[Lista de tareas]
1. ¿Qué nombre de mujer aparece en el texto sobre el voto?
2. Extrae del texto sobre el voto todo el fragmento que va desde «Hay algo extrañamente» hasta «ignora para sobrevivir.».
3. Prolonga el texto sobre el voto a partir de su última oración.

[Texto proporcionado]
::::::::

Todos, todas (me arriesgaría a decir todes, incluso) somos responsables de la violencia. Porque nos hemos apoyado en nuestro privilegio antes de ofrecer la mano amiga. Porque hemos rechazado a quiénes nos suponían un reto, burlando la mística y desprestigiando al pueblo.
El daño ya está hecho. Votes a quién votes, nuestras hermanas trans, trabajadoras sexuales, refugiadas y oprimidas seguirán recogiendo en sus carnes la violencia invisible. Seguiremos diciendo «ni una menos» mientras olvidamos el nombre de Paloma Barreto, mujer trans, racializada, trabajadora sexual y migrante. Seguiremos hablando en el nombre de las oprimidas y callando su voz. Sumando opresiones entre vítores. Creyéndonos alguien.
Hay algo extrañamente litúrgico en esto de la democracia. Depositar el voto es como tomar la hostia: asumimos el veredicto desde lo pasivo y comulgamos por encima de nuestras posibilidades.
Votar es como donar. O reciclar. O dar limosna. Pequeños actos que limpian la conciencia proletaria sin el riesgo a mancharse las manos. Depositas tu voto con la misma cautela parsimoniosa con la que verificas que el plástico vaya al contenedor amarillo. Y respiras aliviado, mientras te dispones a abrir ese capricho de polietileno que apenas te ha costado 3 pavos y que durará menos en la repisa del baño que esta campaña electoral. Pero, ¡ey! que tú reciclas. Conciencia de punto limpio que ignora para sobrevivir.

::::::::

[Registros de una fuente de datos]
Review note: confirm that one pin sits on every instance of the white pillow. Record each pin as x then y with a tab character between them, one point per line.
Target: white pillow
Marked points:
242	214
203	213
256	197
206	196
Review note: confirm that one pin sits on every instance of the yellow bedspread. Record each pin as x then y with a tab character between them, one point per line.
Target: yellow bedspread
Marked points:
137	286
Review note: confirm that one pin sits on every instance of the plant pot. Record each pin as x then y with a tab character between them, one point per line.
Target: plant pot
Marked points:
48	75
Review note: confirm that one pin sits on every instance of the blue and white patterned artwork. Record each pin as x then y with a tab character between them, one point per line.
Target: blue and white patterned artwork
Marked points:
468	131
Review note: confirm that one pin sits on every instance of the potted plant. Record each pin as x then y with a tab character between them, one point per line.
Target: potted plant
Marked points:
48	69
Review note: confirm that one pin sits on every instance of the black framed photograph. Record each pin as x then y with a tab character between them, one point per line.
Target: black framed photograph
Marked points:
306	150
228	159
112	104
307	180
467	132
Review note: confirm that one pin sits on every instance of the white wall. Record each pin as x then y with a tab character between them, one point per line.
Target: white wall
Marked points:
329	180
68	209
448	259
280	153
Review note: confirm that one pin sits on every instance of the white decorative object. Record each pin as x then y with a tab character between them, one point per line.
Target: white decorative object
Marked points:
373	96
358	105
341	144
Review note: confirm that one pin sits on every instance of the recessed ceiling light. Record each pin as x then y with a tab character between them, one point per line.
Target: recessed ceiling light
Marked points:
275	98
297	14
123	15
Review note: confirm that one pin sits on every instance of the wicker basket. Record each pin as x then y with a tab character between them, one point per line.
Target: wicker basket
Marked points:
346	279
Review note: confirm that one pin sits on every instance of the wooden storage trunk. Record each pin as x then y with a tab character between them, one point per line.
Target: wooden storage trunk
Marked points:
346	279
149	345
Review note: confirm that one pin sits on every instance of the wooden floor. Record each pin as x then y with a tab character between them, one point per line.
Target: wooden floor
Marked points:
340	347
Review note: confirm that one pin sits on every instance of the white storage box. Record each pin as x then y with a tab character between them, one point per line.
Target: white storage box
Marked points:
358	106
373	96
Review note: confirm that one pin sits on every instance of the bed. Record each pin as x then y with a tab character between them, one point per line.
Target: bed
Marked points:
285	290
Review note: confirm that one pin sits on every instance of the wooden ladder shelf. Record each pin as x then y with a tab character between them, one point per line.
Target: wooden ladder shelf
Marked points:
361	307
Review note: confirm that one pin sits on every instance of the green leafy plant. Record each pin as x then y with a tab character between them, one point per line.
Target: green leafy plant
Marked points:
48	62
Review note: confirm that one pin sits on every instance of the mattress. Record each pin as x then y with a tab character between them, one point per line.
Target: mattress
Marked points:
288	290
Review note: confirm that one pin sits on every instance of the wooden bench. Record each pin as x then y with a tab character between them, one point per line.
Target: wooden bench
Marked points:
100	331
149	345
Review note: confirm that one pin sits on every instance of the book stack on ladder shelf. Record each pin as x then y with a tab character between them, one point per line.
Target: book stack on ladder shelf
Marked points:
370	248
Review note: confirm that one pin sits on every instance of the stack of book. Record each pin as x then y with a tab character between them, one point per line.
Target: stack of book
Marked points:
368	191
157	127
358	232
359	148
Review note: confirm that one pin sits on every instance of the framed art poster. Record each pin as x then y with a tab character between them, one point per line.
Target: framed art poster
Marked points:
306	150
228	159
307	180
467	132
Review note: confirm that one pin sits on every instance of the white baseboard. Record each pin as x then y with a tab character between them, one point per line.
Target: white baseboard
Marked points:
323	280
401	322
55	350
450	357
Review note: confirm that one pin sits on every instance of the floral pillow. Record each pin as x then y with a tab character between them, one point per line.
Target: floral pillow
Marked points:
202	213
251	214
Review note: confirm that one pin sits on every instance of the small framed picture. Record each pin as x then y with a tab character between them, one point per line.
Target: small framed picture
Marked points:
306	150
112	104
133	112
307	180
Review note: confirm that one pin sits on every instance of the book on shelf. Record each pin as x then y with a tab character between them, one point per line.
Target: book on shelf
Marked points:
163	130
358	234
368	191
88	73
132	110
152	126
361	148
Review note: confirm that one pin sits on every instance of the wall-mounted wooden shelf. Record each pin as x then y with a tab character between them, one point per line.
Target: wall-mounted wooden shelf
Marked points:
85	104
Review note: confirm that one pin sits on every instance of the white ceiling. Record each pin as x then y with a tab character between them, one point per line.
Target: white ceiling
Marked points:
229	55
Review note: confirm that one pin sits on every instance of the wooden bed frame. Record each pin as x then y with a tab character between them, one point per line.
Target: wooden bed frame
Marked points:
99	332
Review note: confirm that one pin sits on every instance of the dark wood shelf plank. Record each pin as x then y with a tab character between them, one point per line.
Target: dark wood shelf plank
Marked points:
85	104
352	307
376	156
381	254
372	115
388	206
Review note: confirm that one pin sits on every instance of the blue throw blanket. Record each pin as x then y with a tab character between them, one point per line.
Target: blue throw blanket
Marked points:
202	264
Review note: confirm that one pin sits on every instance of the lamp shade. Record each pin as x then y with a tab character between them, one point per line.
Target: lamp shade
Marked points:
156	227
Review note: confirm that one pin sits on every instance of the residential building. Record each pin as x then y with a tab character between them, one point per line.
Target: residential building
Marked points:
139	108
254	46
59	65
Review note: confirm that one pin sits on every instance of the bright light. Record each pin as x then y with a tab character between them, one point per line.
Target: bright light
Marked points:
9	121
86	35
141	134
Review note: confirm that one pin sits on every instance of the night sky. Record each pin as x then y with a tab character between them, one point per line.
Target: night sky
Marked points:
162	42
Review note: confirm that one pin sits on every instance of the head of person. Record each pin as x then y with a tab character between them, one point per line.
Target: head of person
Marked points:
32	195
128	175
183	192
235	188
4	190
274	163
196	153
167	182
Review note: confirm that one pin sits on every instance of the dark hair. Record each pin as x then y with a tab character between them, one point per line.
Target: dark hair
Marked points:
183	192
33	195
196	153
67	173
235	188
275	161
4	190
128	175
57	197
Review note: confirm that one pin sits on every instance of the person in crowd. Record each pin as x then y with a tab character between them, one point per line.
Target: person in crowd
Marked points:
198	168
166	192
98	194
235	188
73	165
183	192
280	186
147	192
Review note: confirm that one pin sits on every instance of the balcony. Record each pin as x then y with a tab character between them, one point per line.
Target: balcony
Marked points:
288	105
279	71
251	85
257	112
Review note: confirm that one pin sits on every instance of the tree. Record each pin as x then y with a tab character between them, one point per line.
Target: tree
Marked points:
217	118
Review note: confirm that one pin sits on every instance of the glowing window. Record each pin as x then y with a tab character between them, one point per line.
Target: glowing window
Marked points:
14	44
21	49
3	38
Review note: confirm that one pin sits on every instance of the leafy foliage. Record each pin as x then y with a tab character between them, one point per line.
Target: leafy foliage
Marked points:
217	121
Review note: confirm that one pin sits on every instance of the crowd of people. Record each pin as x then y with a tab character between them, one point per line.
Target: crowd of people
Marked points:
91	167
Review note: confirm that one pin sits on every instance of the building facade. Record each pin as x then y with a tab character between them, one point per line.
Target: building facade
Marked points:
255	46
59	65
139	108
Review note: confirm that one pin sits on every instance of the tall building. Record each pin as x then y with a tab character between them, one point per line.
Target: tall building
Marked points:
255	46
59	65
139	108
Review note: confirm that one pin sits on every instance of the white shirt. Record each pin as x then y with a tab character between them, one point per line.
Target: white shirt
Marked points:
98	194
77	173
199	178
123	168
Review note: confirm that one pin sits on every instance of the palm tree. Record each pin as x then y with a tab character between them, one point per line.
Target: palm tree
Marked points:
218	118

::::::::

[Respuestas por tarea]
1. Paloma Barreto.

2.
Hay algo extrañamente litúrgico en esto de la democracia. Depositar el voto es como tomar la hostia: asumimos el veredicto desde lo pasivo y comulgamos por encima de nuestras posibilidades.
Votar es como donar. O reciclar. O dar limosna. Pequeños actos que limpian la conciencia proletaria sin el riesgo a mancharse las manos. Depositas tu voto con la misma cautela parsimoniosa con la que verificas que el plástico vaya al contenedor amarillo. Y respiras aliviado, mientras te dispones a abrir ese capricho de polietileno que apenas te ha costado 3 pavos y que durará menos en la repisa del baño que esta campaña electoral. Pero, ¡ey! que tú reciclas. Conciencia de punto limpio que ignora para sobrevivir.

3.
Quizá ganen «ellos». Puede que en menos de una semana el 155 se imponga a golpe de titular, mientras nuestros cuerpos diversos se vean desnudos ante la violencia patriarcal. Puede que sigamos siendo asesinadas y que el temor nocturno no abandone nunca a los que infringen el código binario.
Puede que no esté todo perdido. Escúchate y revísate, que quizá tienes algo de caspa en tu capa de libertario. Tiende tu mano y apuesta por el diálogo.
En mi caso, he dejado de consumir en la frutera mayorista y he apostado por mis vecinos, cuyo origen migrante les pone en cuarentena frente a la intolerancia. Ese fue mi pequeño y último gesto de señora burguesa. Consumir local y sin bolsa de plástico. Sonreír y devenir la nueva Amélie castiza. Creerse salvada. ¿Acaso es eso?.
Puede que nunca logre arrancarme el privilegio, perfectamente adaptado a cada cavidad que me habita. Un viejo amante me solía decir, no empero, «pequeña burguesa». Su posición altiva tampoco lo liberaba a él, pero en lo que a mí respecta tengo que reconocer que tenía razón.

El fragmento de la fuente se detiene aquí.